### ЧТО НУЖНО СДЕЛАТЬ
(A) Определите, согласуется ли с фрагментом о кулинарных мотивах в пьесах Островского каждое из утверждений: (i) режиссеру, ставящему пьесы Островского, важно учитывать игровые моменты, связанные с кулинарным антуражем; (ii) чтобы понять позицию драматурга, достаточно рассмотреть одну его пьесу; (iii) Паратов предпочитает домашний стол ресторанному. Ответьте «да» или «нет» и приведите решающие слова фрагмента в точной цитате.
(B) Продолжите фрагмент о кулинарных мотивах в пьесах Островского, начиная сразу после его последнего предложения.

### ЦИТИРУЕМЫЙ ФРАГМЕНТ

И вот такие игровые моменты, связанные с кулинарным антуражем, как мы уже подчеркивали выше, чрезвычайно важно учитывать режиссеру, работающему над интерпретацией пьес Островского. Надо точно знать, что` исторически хотел сказать драматург, на каких позициях, в том числе и общественных и «кулинарных», он стоял, чтобы не исказить его замысел, чтобы дать зрителям другой эпохи именно ту трактовку произведений, какую давал им сам автор.
Чтобы уяснить эту позицию, необходимо иметь в виду все творчество Островского в совокупности. Многие его герои – Беневоленский, Счастливцев, Кучумов, Паратов и другие – предпочитают трактирный, ресторанный стол домашнему и, как правило, проводят свое время в ресторанах.

Данные разметки координат

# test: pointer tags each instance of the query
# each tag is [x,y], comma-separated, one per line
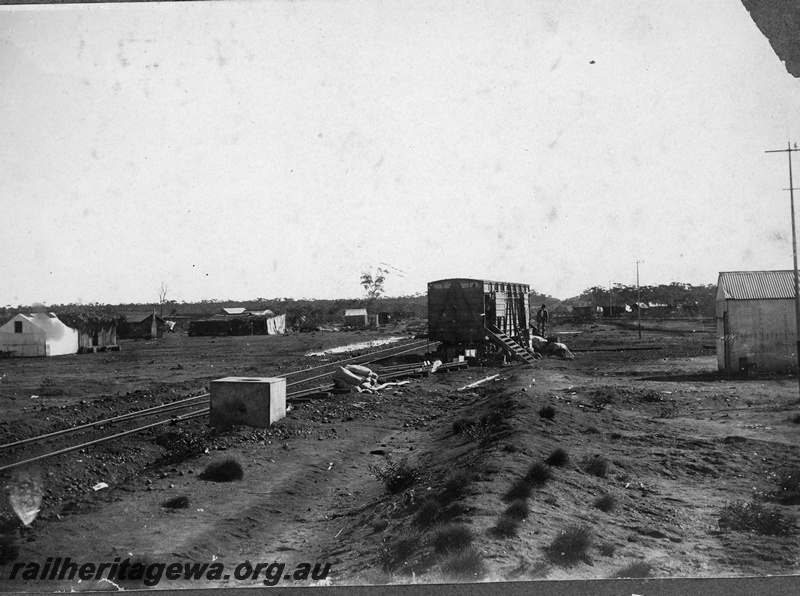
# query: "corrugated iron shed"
[755,285]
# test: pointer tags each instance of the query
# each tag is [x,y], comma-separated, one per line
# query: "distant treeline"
[677,297]
[319,311]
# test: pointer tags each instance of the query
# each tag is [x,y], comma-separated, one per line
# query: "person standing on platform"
[542,317]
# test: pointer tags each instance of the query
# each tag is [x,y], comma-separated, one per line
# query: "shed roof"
[141,317]
[755,285]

### ОТВЕТЫ К ЗАДАНИЯМ
(A)
(i) Да: «чрезвычайно важно учитывать режиссеру, работающему над интерпретацией пьес Островского».
(ii) Нет: «необходимо иметь в виду все творчество Островского в совокупности».
(iii) Нет: «предпочитают трактирный, ресторанный стол домашнему».

(B)
Так, Счастливцев с легкостью отказывается от домашних пирогов и даже домашней наливочки в пользу трактира (правда, при наличии больших денег), который, по его словам, ему всегда дороже. Кучумов столь же безапелляционно заявляет: «Домашних обедов не люблю». Правда, верить и тому и другому нельзя, люди это пустые, и в их словах может быть больше бравады. Но все же ясно, что согласиться с их мнениями сам автор никак не может, и потому следует считать, что Островский сторонник как раз домашних, семейных обедов, русской народной кухни, поскольку семейный стол, по крайней мере чайный, он рисует с явной симпатией.
Такой симпатии к ресторанам, мечты, что сеть трактиров когда-либо в будущем покроет всю Россию, как это было в свое время у Пушкина, у Островского явно нет.
Вместе с тем в его пьесах чрезвычайно часты прямые восхваления отдельных знаменитых московских трактиров его времени – Турина, Троицкого, Стрельны, а также упоминания Английского и Купеческого клубов, имевших свои роскошные рестораны. В этих упоминаниях не чувствуется, так сказать, авторского осуждения этих заведений. Наоборот, как бы сквозит некое сочувствие, хотя отнести его исключительно на счет автора трудно, ибо Островский искусно придерживается нейтралитета в выявлении своих подлинных оценок, подчеркивая объективность своих бытовых зарисовок.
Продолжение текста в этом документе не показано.